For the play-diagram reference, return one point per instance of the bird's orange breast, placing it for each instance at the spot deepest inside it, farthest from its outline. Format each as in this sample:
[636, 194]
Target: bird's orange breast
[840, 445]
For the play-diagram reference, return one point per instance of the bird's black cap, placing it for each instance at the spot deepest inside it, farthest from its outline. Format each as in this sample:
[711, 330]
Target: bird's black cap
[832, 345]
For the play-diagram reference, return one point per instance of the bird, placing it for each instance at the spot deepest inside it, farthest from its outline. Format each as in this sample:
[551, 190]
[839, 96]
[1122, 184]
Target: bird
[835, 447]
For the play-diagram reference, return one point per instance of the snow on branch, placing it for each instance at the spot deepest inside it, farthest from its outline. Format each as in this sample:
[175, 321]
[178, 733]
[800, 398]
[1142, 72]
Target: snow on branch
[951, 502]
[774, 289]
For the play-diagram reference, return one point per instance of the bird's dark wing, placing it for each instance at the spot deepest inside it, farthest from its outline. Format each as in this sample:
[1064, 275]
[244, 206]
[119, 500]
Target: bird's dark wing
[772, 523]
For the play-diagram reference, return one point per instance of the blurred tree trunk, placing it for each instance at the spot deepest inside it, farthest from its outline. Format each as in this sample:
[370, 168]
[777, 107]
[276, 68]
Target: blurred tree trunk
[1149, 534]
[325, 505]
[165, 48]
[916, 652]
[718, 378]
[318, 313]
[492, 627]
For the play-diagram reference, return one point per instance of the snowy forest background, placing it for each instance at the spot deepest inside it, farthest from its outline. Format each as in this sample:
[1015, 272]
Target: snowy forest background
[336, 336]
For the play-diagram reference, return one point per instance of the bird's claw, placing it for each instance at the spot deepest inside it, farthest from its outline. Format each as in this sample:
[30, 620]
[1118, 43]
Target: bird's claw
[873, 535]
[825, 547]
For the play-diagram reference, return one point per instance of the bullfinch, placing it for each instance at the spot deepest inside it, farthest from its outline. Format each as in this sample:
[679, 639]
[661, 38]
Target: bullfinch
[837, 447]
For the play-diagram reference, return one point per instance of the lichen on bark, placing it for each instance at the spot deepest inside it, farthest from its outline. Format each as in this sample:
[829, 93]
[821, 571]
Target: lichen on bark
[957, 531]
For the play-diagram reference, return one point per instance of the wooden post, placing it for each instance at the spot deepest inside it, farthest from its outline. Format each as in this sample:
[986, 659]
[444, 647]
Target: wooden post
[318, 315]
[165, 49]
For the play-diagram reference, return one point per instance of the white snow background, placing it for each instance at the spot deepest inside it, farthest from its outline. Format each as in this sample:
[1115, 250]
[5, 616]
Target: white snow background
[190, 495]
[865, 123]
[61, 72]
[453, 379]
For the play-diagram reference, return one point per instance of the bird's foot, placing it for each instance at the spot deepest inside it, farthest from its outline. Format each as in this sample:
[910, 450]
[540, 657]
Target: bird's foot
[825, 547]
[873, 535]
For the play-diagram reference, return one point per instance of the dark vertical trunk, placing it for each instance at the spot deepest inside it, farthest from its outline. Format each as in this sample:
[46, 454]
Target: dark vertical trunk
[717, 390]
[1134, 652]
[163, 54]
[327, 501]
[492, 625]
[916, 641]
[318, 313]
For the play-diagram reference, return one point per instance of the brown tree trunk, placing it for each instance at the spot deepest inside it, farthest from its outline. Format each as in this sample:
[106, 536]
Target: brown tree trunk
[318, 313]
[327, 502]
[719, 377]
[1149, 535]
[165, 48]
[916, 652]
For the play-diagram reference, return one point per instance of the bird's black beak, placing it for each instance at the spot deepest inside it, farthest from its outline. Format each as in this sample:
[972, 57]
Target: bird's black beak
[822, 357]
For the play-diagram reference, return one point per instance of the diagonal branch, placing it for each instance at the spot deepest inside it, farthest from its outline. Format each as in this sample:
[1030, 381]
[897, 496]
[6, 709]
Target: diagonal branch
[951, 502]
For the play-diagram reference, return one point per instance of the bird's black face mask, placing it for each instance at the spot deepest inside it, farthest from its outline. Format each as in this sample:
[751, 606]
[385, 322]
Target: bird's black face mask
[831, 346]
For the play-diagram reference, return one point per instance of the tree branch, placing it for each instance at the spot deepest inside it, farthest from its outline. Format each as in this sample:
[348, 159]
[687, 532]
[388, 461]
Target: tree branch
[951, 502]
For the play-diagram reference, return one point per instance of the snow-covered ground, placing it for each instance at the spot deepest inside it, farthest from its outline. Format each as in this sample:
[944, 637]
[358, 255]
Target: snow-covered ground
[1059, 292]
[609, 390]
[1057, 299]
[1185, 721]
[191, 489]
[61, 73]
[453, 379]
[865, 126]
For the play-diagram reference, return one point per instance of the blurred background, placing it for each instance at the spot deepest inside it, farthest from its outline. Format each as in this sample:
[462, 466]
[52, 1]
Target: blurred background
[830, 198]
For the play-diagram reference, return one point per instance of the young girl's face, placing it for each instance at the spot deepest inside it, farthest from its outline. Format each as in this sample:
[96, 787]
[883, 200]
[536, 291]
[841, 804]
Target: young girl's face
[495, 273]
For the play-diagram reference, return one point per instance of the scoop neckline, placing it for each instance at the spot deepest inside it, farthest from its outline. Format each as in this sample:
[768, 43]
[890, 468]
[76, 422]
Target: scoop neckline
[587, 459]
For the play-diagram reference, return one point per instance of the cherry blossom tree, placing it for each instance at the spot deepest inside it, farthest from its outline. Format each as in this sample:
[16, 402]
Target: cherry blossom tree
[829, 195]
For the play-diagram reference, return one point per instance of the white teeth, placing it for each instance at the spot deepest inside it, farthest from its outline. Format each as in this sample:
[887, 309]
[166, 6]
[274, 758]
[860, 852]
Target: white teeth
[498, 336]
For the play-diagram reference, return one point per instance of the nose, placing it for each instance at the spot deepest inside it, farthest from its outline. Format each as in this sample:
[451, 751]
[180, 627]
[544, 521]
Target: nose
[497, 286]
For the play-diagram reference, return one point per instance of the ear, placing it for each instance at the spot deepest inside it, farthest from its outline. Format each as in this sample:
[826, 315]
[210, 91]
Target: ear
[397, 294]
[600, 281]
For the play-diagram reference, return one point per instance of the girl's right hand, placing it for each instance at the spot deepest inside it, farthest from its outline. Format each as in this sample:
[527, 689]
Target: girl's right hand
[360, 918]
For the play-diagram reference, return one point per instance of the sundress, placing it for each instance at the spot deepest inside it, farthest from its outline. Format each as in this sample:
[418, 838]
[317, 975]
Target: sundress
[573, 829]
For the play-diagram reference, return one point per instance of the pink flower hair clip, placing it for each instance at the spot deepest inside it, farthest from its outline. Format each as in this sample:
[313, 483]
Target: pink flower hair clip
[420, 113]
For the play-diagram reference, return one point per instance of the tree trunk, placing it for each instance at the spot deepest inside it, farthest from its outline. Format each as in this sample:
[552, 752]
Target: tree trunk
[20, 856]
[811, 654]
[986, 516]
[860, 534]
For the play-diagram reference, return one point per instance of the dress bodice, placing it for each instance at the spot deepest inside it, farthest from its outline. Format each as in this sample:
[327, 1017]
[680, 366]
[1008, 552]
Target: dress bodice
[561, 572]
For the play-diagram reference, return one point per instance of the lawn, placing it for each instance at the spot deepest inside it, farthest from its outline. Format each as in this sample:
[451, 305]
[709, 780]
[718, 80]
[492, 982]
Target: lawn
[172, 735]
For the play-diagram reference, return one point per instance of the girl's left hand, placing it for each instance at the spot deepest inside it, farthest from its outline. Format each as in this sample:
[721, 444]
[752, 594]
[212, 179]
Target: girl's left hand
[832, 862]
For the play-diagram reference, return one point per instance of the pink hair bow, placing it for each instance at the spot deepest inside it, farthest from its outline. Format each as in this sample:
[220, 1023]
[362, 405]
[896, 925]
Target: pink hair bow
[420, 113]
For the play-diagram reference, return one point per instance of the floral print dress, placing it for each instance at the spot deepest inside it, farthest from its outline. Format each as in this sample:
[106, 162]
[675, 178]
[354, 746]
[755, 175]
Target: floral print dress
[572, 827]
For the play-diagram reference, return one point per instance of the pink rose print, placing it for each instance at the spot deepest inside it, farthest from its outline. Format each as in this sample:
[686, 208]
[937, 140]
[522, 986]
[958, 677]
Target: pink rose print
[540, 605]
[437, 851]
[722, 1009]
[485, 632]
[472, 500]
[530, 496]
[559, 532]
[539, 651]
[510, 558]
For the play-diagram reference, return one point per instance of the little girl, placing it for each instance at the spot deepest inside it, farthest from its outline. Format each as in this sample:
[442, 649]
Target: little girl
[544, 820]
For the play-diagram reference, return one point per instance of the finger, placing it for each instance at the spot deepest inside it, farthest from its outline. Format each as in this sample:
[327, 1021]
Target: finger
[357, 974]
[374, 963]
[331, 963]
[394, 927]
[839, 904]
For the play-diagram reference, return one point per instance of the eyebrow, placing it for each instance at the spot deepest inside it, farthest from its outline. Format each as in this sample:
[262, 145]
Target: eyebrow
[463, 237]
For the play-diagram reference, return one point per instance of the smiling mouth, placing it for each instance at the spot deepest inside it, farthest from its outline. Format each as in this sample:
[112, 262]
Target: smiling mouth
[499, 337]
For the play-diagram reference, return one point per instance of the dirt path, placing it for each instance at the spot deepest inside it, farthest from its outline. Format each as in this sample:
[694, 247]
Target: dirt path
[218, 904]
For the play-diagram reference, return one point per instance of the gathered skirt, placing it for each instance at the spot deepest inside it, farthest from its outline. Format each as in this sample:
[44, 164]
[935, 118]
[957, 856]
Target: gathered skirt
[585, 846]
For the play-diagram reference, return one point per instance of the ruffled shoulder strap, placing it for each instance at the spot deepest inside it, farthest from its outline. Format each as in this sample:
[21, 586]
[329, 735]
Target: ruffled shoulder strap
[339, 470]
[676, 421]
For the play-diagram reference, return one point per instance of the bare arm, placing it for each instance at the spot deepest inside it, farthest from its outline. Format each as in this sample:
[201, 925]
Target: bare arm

########################################

Every line from the one containing "the eyebrow, placing" through the last line of the entries must be written out verbatim, and no other line.

For the play-diagram reference, return one point per instance of the eyebrow, placing it for each instance at the spot deepest inside it, farthest from its outline. Format each as in this sample:
[262, 145]
Target: eyebrow
[463, 237]
For the play-diagram reference, return one point per instance of the smiling mouth, placing it for each instance at the spot deepest inside it, farthest from its outline. Format each as in this sample:
[112, 262]
Target: smiling mouth
[499, 337]
For the play-diagram reference, return one point per instance of the dirt path, placing it for each instance at the spot deepest inside it, farthest from its outline. Format each as in this sample:
[694, 247]
Target: dirt path
[218, 904]
For the play-diagram reference, return one point per instance of the gathered skirt, placing it for each instance at the spot deepest inside it, farthest from its outline. Format each as in this sample:
[44, 164]
[935, 118]
[957, 856]
Target: gathered skirt
[585, 846]
For the play-diagram reference, return one point per instance of the ruffled shoulder strap, placing it for each instance at the spot deepest inside it, farthest from its outline. Format each as in this sample:
[21, 586]
[329, 735]
Target: ruffled shoulder strap
[339, 470]
[676, 421]
For the play-diagram reference, return one point per instance of the bare arm, placing it for each instance at the spot deepest inside it, farthest from its outline. Format each as in this sample:
[201, 925]
Target: bare arm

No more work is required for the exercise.